• INSTRUCTION:
Return the lines of the records below word for word, starting at the line that contains "For every instance of the window mullion, locate" and ending with the last line of the records.

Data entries
>> Begin
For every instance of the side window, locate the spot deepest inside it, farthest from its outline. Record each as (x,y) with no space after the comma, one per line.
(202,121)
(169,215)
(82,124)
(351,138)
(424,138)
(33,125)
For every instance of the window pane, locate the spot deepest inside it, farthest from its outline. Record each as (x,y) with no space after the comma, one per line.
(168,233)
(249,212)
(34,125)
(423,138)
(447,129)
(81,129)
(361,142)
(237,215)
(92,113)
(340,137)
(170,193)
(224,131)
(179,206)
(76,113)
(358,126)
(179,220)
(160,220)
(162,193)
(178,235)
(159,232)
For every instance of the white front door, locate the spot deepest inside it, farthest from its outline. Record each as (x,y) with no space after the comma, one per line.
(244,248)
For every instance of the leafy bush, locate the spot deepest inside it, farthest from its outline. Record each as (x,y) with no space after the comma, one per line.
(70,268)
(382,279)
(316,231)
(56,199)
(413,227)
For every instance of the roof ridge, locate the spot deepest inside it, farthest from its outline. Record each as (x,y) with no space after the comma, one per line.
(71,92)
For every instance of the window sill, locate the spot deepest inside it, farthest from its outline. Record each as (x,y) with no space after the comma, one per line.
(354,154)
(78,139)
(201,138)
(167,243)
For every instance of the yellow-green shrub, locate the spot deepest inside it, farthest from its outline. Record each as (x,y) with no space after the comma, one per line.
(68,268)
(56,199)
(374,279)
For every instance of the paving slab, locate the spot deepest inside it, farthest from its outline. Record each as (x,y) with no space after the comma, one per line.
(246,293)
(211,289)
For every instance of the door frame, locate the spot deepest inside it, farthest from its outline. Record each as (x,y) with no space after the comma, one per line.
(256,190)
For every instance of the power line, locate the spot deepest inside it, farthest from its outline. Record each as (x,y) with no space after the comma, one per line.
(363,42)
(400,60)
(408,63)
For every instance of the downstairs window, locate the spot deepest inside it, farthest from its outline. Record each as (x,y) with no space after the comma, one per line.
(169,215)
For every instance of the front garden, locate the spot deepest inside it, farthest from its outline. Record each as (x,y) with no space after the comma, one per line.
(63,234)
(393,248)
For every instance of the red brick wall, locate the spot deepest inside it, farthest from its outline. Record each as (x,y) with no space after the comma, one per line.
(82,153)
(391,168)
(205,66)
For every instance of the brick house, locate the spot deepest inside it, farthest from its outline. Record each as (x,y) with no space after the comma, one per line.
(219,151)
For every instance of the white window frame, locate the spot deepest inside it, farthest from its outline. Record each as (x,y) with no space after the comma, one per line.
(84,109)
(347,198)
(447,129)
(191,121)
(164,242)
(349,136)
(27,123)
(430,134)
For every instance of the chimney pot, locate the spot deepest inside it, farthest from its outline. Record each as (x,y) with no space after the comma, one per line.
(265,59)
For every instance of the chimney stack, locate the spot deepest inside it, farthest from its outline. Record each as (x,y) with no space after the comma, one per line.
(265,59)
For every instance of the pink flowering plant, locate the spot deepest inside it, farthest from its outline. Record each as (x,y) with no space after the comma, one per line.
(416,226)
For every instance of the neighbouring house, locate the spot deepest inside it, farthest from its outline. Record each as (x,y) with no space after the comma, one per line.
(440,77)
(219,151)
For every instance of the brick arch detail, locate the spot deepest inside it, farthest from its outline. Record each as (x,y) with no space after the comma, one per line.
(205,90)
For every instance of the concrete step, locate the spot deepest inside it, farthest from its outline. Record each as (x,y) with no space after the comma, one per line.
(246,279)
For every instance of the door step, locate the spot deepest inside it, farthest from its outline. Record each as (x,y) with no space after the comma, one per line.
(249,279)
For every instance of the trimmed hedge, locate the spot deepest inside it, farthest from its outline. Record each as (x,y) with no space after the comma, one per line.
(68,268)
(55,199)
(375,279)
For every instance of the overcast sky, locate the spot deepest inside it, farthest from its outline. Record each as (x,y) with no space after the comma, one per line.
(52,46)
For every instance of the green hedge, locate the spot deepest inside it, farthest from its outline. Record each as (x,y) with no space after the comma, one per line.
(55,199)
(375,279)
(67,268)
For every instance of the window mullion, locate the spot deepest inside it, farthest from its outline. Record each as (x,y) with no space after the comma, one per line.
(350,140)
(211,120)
>> End
• EXERCISE OUTPUT:
For every instance of the window mullion, locate the spot deepest inside it, farthest from its outline. Record each as (x,y) with no space after the comma, one per line.
(350,140)
(211,120)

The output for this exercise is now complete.